I built a GST-aware invoice parsing API — GSTIN validation, CGST/SGST split, semantic search across invoices. Free tier available.
If you're building anything in India that touches vendor payments, procurement, or expense management, you've probably had to parse GST invoices at some point. The problem isn't extraction — it's that generic parsers return a flat tax_amount and call it done. They don't know what CGST is. They don't validate GSTIN format. They don't check whether CGST/SGST and IGST are being applied simultaneously on the same line (which is invalid under GST rules).
I built this to handle all of that natively, so you get validated, structured JSON out of the box — not raw text you have to clean up yourself.
What it does:
You POST any invoice PDF, PNG, JPG, or DOCX, and get back fully structured JSON — including:
- GSTIN validation (15-char format check)
- CGST / SGST / IGST split with mutual exclusivity check
- HSN / SAC codes per line item
- Grand total arithmetic validation
- Confidence score + extraction warnings for anything that looks off
There's also a /ask endpoint — you can query your uploaded invoices in plain English. Things like "total GST paid to this vendor in October" or "which invoices are overdue by more than 30 days" return structured JSON answers, not just a text blob.
Stack (since this crowd will ask): FastAPI + Celery + Redis + Supabase (Postgres + pgvector) + Railway. LLM extraction via GPT-4o-mini for both text and scanned vision. Embeddings via text-embedding-3-small stored in pgvector.
Quick start:
bash
# Register (free, no card)
curl -X POST https://invoice-intelligence-api.up.railway.app/v1/register \
-H "Content-Type: application/json" \
-d '{"email": "you@example.com", "name": "Your Name"}'
# Upload an invoice
curl -X POST https://invoice-intelligence-api.up.railway.app/v1/invoices \
-H "X-API-Key: sk_..." \
-F "file=@invoice.pdf"
* * *
* EXERCISE REQUIREMENTS
In the invoice parsing API post, which model handles the LLM extraction for both text and scanned vision?
* * *
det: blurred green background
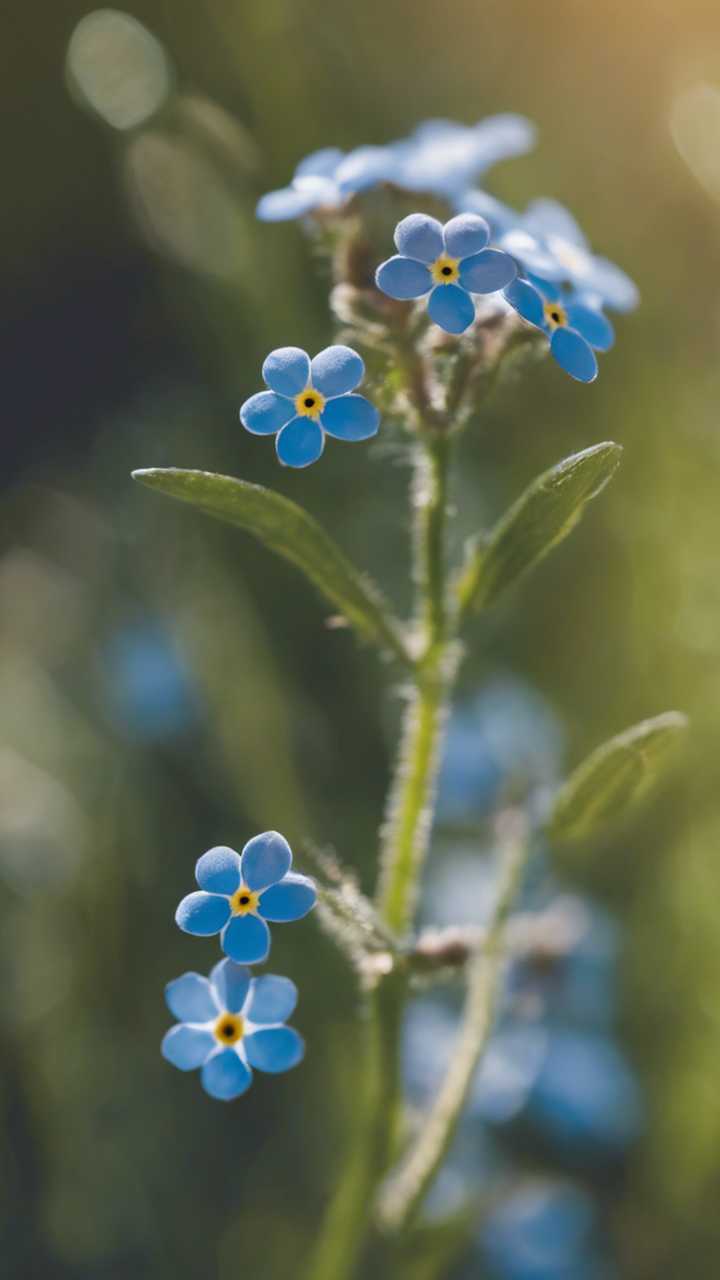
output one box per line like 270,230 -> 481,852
0,0 -> 720,1280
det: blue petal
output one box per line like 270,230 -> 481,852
428,284 -> 475,333
460,248 -> 518,293
445,214 -> 489,257
201,1048 -> 252,1102
240,392 -> 295,435
395,214 -> 445,262
165,973 -> 218,1023
263,347 -> 310,396
523,197 -> 589,248
505,280 -> 544,328
375,255 -> 433,302
242,831 -> 292,892
195,845 -> 240,897
275,417 -> 325,467
295,147 -> 345,178
242,1027 -> 305,1075
310,344 -> 365,397
176,892 -> 231,938
550,329 -> 597,383
210,960 -> 251,1014
568,302 -> 615,351
259,872 -> 318,924
245,973 -> 297,1023
320,396 -> 380,440
160,1023 -> 218,1071
220,915 -> 270,964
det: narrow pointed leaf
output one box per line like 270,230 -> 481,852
133,467 -> 411,663
456,440 -> 623,611
547,712 -> 688,842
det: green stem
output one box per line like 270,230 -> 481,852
379,813 -> 529,1231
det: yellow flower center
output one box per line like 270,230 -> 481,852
543,302 -> 568,329
430,253 -> 460,284
295,387 -> 325,417
213,1014 -> 245,1044
231,884 -> 260,915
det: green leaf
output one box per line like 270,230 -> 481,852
132,467 -> 413,664
547,712 -> 688,842
456,440 -> 623,612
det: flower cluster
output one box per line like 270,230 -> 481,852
163,831 -> 318,1101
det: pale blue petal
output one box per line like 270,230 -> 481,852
201,1048 -> 252,1102
505,280 -> 544,328
210,960 -> 251,1014
240,392 -> 295,435
550,329 -> 597,383
242,831 -> 292,892
523,197 -> 589,248
460,248 -> 518,293
310,343 -> 365,394
195,845 -> 240,897
245,973 -> 297,1023
566,302 -> 615,351
445,214 -> 489,257
258,872 -> 318,924
375,255 -> 433,302
320,396 -> 380,440
176,892 -> 231,938
395,214 -> 445,262
295,147 -> 345,178
428,284 -> 475,333
242,1027 -> 305,1075
275,417 -> 325,467
160,1023 -> 211,1071
165,973 -> 218,1023
263,347 -> 310,396
220,915 -> 270,964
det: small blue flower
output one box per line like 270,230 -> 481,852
505,276 -> 615,383
161,960 -> 305,1102
375,214 -> 516,333
176,831 -> 318,964
240,346 -> 380,467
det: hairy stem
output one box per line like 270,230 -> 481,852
379,812 -> 529,1231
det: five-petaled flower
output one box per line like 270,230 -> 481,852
161,960 -> 305,1102
176,831 -> 318,964
375,214 -> 516,333
505,276 -> 615,383
240,346 -> 380,467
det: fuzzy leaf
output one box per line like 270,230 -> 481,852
457,440 -> 623,609
547,712 -> 688,842
133,467 -> 410,663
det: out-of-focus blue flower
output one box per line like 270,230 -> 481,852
479,1181 -> 615,1280
240,346 -> 380,467
161,960 -> 305,1102
176,831 -> 318,964
375,214 -> 516,333
105,623 -> 199,741
437,676 -> 564,822
505,276 -> 615,383
258,114 -> 536,221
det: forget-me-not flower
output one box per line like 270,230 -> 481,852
375,214 -> 516,333
240,346 -> 380,467
176,831 -> 318,964
505,276 -> 615,383
161,960 -> 305,1102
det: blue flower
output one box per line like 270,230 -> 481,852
375,214 -> 516,333
240,346 -> 380,467
161,960 -> 305,1102
176,831 -> 318,964
505,276 -> 615,383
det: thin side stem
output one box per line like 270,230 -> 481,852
379,813 -> 529,1231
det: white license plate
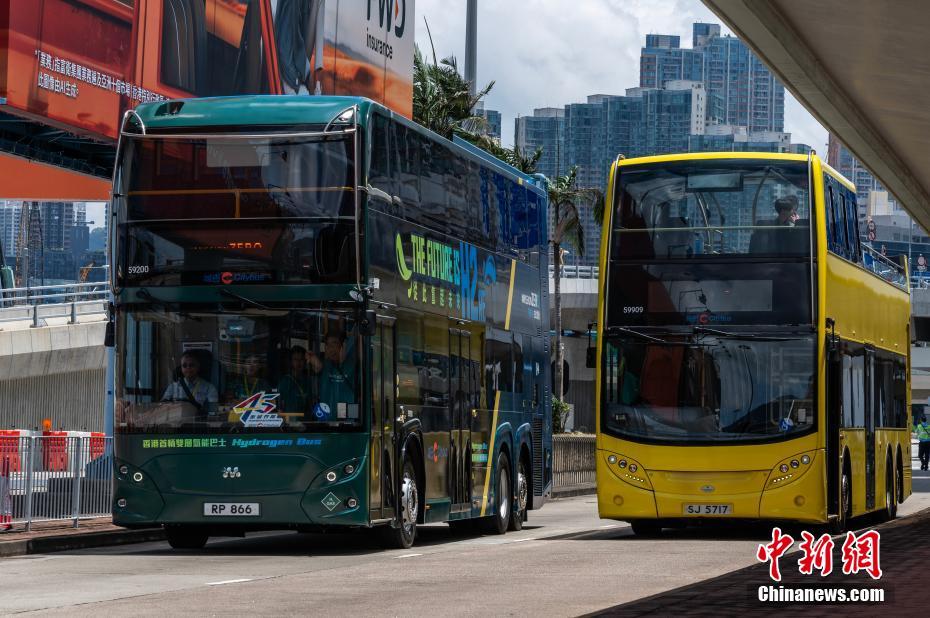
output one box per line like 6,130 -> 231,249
683,504 -> 733,515
203,502 -> 262,517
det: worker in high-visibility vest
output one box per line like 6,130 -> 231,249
914,416 -> 930,470
0,457 -> 13,532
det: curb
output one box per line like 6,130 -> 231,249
552,485 -> 597,500
0,528 -> 165,558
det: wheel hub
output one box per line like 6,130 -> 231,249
400,473 -> 420,528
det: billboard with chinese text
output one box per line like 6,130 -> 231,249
0,0 -> 414,139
* * *
* EXERCISE OUTPUT
GPT-4o-mini